■ TEXT SHOWN ■
__________________________________________________

The House of European Gastroenterology (HEG) is UEG's home and offers a meeting point and communication hub to the European gastroenterological community. The HEG is situated in the heart of Vienna, near the Rathaus (City Hall) in a 19th-century building.

== Activities ==
=== UEG Week ===
UEG Week is the largest congress of its kind in Europe and is held once a year. It has been running since 1992 and now attracts more than 10,000 people from around the world. It features the latest advances in clinical management and research in the field of digestive health. A two-day Postgraduate Teaching Programme is also held on occasion of UEG Week. The programme provides continuing medical education for gastroenterologists in training and practice.

=== Education ===
UEG provides educational online and face-to-face courses, a podcast and webinars in the field of digestive health.

Additionally Gutflix, UEG's interactive and personalised GI learning platform, provides all educational content in one place. Gutflix includes UEG Week recordings, online courses, clinical practice guidelines, webinars, "Mistakes in..." articles, podcasts, webinars and more.

=== UEG EU Affairs ===
UEG aims to act as a united voice of European gastroenterology in the Institutions of the European Union and the governments of the member states in order to promote digestive health in Europe.

=== Awards and grants ===
UEG offers fellowships, awards and grants in the following fields and categories: Fellowships and awards for researchers under the age of 40, a prize for researchers having achieved the highest level of international recognition, an award honouring outstanding contributions to digestive health and UEG, national as well as international scholarship awards, prizes for best abstracts, an award to recognise the first named author of the best original scientific research published in UEG Journal and travel grants.

== Notable publications ==
=== UEG Journal ===
Focuses on providing coverage of both translational as well as clinical studies from different fields of gastroenterology. The latest impact factor ranking indicates that the UEG Journal has already established itself as an authoritative, high quality and trusted journal in the field.

=== UEG White Book 2 ===
UEG's latest pan-European study on digestive health where the burden of digestive diseases and associated research gaps are highlighted.

__________________________________________________

■ EXCERPTED RECORDS ■
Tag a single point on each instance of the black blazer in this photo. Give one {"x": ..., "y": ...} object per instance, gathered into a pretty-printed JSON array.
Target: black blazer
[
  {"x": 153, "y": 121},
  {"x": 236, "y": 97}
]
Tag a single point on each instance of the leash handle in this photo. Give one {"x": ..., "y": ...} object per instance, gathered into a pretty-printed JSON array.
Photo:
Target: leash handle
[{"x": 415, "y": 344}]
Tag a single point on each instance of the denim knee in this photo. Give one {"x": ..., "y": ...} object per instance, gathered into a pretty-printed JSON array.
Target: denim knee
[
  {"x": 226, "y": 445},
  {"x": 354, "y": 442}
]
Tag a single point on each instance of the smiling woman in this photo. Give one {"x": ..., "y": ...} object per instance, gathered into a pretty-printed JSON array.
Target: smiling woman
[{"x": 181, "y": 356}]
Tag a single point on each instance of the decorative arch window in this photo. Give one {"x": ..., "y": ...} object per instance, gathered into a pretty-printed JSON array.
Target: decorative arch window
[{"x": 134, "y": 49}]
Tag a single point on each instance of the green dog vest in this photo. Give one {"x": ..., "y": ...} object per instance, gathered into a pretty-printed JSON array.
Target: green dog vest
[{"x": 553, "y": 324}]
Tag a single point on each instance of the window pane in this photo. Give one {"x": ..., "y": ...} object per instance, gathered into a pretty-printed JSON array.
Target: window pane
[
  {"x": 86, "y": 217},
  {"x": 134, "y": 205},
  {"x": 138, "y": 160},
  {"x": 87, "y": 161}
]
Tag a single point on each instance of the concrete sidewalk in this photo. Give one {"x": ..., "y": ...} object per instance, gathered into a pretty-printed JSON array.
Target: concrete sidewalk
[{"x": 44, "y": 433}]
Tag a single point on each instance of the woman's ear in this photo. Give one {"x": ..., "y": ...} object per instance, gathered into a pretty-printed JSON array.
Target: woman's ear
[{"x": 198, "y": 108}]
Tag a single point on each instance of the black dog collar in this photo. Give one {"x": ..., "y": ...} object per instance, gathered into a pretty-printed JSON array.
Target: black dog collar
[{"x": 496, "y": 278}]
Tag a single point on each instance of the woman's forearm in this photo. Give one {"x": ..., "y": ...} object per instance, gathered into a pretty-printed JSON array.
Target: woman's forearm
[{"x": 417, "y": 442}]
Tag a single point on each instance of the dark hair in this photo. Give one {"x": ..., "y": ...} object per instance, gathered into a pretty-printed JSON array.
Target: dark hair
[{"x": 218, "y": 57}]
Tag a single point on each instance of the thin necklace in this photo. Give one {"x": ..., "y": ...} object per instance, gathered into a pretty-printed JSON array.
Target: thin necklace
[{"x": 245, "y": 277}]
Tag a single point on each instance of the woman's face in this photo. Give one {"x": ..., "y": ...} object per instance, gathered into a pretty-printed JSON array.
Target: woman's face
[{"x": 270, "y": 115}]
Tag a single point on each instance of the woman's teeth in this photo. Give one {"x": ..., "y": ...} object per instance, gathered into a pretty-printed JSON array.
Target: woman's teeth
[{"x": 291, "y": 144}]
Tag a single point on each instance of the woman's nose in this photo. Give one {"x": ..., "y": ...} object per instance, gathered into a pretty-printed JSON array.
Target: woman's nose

__________________________________________________

Reproduce the text on the House of European Gastroenterology word for word, from start to finish. The rows are unrelated to the text on European gastroenterology and need no action.

The House of European Gastroenterology (HEG) is UEG's home and offers a meeting point and communication hub to the European gastroenterological community. The HEG is situated in the heart of Vienna, near the Rathaus (City Hall) in a 19th-century building.

== Activities ==
=== UEG Week ===
UEG Week is the largest congress of its kind in Europe and is held once a year. It has been running since 1992 and now attracts more than 10,000 people from around the world. It features the latest advances in clinical management and research in the field of digestive health. A two-day Postgraduate Teaching Programme is also held on occasion of UEG Week. The programme provides continuing medical education for gastroenterologists in training and practice.

=== Education ===
UEG provides educational online and face-to-face courses, a podcast and webinars in the field of digestive health.

Additionally Gutflix, UEG's interactive and personalised GI learning platform, provides all educational content in one place. Gutflix includes UEG Week recordings, online courses, clinical practice guidelines, webinars, "Mistakes in..." articles, podcasts, webinars and more.

=== UEG EU Affairs ===
UEG aims to act as a united voice of European gastroenterology in the Institutions of the European Union and the governments of the member states in order to promote digestive health in Europe.

=== Awards and grants ===
UEG offers fellowships, awards and grants in the following fields and categories: Fellowships and awards for researchers under the age of 40, a prize for researchers having achieved the highest level of international recognition, an award honouring outstanding contributions to digestive health and UEG, national as well as international scholarship awards, prizes for best abstracts, an award to recognise the first named author of the best original scientific research published in UEG Journal and travel grants.

== Notable publications ==
=== UEG Journal ===
Focuses on providing coverage of both translational as well as clinical studies from different fields of gastroenterology. The latest impact factor ranking indicates that the UEG Journal has already established itself as an authoritative, high quality and trusted journal in the field.

=== UEG White Book 2 ===
UEG's latest pan-European study on digestive health where the burden of digestive diseases and associated research gaps are highlighted.